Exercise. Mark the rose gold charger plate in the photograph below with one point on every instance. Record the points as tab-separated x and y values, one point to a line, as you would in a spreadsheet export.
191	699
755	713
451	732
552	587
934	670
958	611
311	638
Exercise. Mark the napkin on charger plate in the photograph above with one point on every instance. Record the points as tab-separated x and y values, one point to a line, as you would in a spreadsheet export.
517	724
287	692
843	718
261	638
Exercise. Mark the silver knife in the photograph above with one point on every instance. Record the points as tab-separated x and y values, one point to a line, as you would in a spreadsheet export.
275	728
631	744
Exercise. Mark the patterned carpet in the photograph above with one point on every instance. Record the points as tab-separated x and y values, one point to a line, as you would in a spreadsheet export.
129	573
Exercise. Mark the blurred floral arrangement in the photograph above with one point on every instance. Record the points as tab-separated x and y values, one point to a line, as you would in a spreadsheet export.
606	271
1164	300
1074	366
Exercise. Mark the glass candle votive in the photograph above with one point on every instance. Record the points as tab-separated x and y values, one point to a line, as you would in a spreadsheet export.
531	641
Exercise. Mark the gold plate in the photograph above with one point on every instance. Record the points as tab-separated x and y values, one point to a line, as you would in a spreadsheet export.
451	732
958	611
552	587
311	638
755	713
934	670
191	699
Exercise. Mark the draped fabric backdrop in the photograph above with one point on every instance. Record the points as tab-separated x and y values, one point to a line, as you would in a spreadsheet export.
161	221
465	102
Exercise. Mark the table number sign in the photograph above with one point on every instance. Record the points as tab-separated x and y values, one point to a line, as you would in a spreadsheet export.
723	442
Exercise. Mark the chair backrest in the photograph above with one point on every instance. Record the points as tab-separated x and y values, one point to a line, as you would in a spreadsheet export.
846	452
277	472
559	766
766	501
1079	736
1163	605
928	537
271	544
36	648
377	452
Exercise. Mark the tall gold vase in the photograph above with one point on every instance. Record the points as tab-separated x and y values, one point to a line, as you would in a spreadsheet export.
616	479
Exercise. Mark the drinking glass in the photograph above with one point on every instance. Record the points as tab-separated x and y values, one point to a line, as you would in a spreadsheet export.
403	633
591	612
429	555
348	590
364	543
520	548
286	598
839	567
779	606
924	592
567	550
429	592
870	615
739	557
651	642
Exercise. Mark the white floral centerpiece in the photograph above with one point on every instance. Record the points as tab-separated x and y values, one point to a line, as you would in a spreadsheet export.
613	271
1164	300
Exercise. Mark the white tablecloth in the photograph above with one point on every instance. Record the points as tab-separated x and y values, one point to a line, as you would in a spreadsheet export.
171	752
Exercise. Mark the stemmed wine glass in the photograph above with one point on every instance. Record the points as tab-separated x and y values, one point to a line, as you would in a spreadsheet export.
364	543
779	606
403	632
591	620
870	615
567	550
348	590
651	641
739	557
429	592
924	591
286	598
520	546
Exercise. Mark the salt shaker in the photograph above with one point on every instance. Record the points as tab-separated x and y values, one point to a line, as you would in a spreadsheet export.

=== Description of the task ===
The answer is to be the complete listing, transcribed exactly.

=== Result ===
Exercise. Mark the rose gold charger plate in the photograph below with one point on every instance. Record the points as tab-separated x and y values, one point to a line, as you would in a spreadsheet export.
191	699
755	713
451	732
552	587
934	670
958	611
311	638
Exercise. Mark the napkin on charger plate in the photograph above with one point on every instance. Record the points as tab-separated x and y values, one point to a line, as you would in a spreadsheet export.
517	724
287	692
843	718
261	638
Exercise. Mark the silver knife in the photograph above with one point on every instance. Record the points as tab-separated x and y values, one point to a line, as you would in a spreadsheet export.
275	728
631	744
Exercise. Mark the patterned carpet in the photograph above with one point on every instance. Record the points as tab-separated x and y values, one point to a line, as you would in a spreadsheet export.
129	573
Exercise. Mark the blurred floral arrangement in the photograph above with one point on every instance. Record the points as tab-separated x and y values, one point to a line, as you would in a spreadsheet export.
606	271
1164	300
1074	366
Exercise. Mark the glass candle votive in the photograph above with one point on every instance. Record the points as tab-separated x and y values, one point to a line, as you would in a spreadsheet export.
531	641
Exercise. Mark the gold plate in the photograph above with one point on every instance. Record the points as tab-separated x and y values, one point to a line, as you would in a spreadsheet export.
451	732
958	611
552	587
311	638
755	713
934	670
191	699
Exercise. Mark the draped fabric backdrop in the photograph above with one point on every instance. Record the points as tab-separated x and y values, one point to a line, as you would in a spreadsheet export.
161	221
465	102
Exercise. Mark the table number sign in the photograph above with one point on every instance. Record the points as tab-separated x and y values, one point to a line, as you would in a spreadsheet export.
723	442
Exercise. Mark the chair backrest in the photograph above with one point on every instance. Record the points as tab-separated x and y values, one point to a line, as you would in a spreadsheet export.
846	452
277	472
559	766
766	501
1079	736
1163	605
928	537
271	544
36	648
377	452
Exercise. Mark the tall gold vase in the photograph above with one point on every instance. Record the points as tab-separated x and y values, one point to a line, as you would in a spreadsheet export.
616	479
Exercise. Mark the drinking glass in the photograph above with one point on every instance. Record the points as tab-separated x and y values, one point to a line, as you would in a spreadsheet export.
403	633
591	612
429	555
348	590
364	543
520	548
286	598
839	567
779	606
924	592
567	550
429	592
870	615
739	557
651	642
Exercise. Mark the white floral centerpiece in the photograph above with one point on every instance. Record the points as tab-separated x and y values, one point to a line, as you would in a spreadsheet export.
613	271
1164	300
Exercise. Mark the white tablecloth in the photograph above with one point on every instance. Record the points as tab-separated x and y values, one point to a line, as you would in a spreadsheet export.
171	752
Exercise. Mark the stemmed wine glass in the photograph above with one point on every instance. Record the points as tab-separated x and y values, one point to a line, as you would in a spreadsheet export.
364	543
779	606
403	632
591	620
870	615
567	550
348	590
651	641
739	557
429	592
924	591
286	598
520	546
Exercise. Mark the salt shaker in the photograph above with one point on every instance. Record the points as tab-separated x and y values, one point to a line, as you would in a spreadsheet export.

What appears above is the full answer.